*WHAT THE EXERCISE ASKS*.
Recast every line of the listing below as a Markdown table with the columns Row and Line, numbering the rows and skipping blank lines. Leave the pictures out.

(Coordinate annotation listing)
[Start]

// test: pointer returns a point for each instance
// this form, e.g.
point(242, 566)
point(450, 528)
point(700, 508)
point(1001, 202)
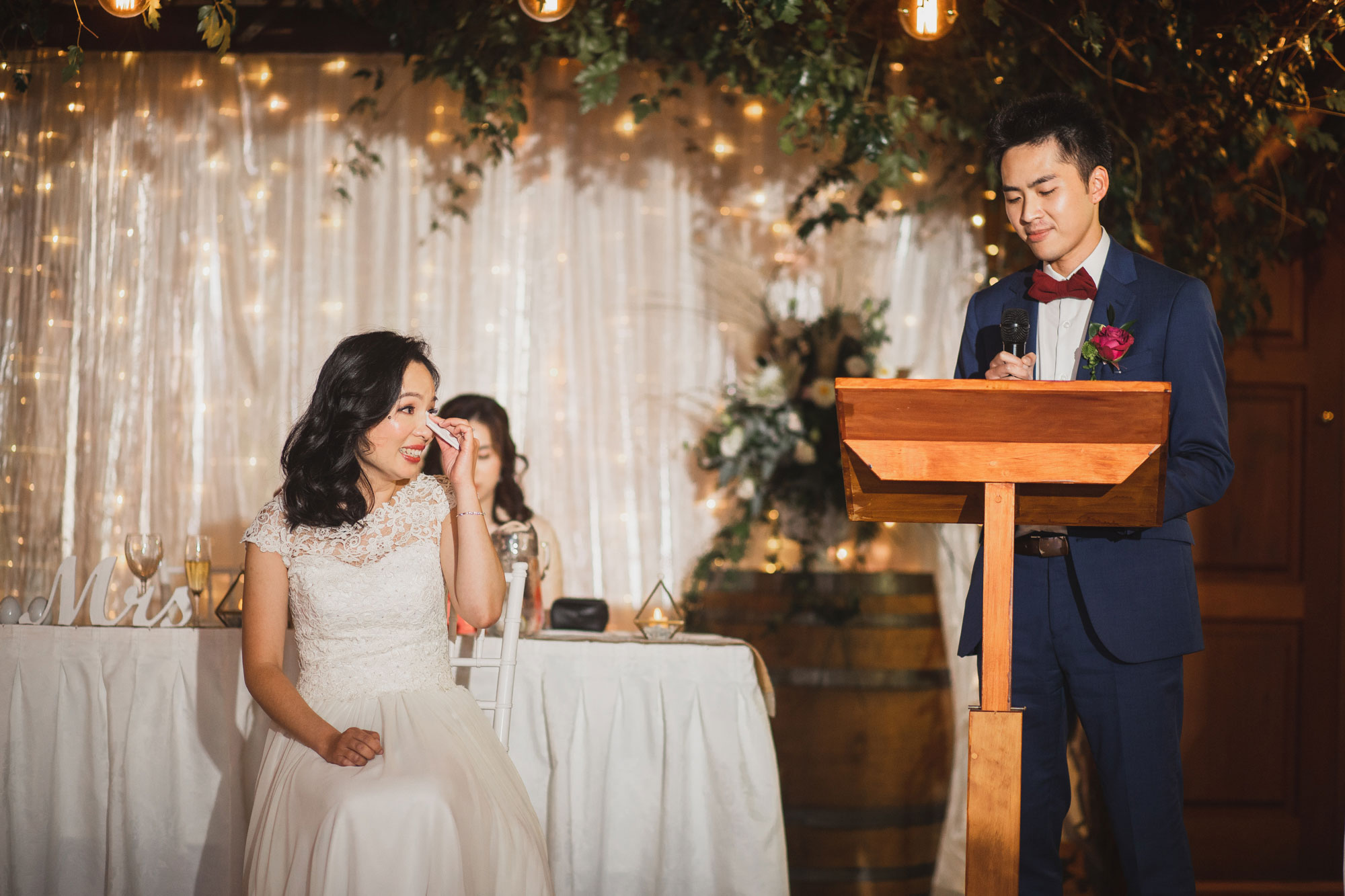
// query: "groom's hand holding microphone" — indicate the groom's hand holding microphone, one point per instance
point(1012, 364)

[End]

*RESULT BELOW*.
| Row | Line |
|---|---|
| 1 | // test: pointer returns a point for each instance |
| 2 | // this form, e.g. |
| 3 | point(242, 566) |
| 4 | point(450, 528) |
| 5 | point(700, 508) |
| 6 | point(1001, 202) |
| 7 | // query: "groom's hand holding microphone" — indicate the groom's hand holding microphone, one point per instance |
| 8 | point(1012, 364) |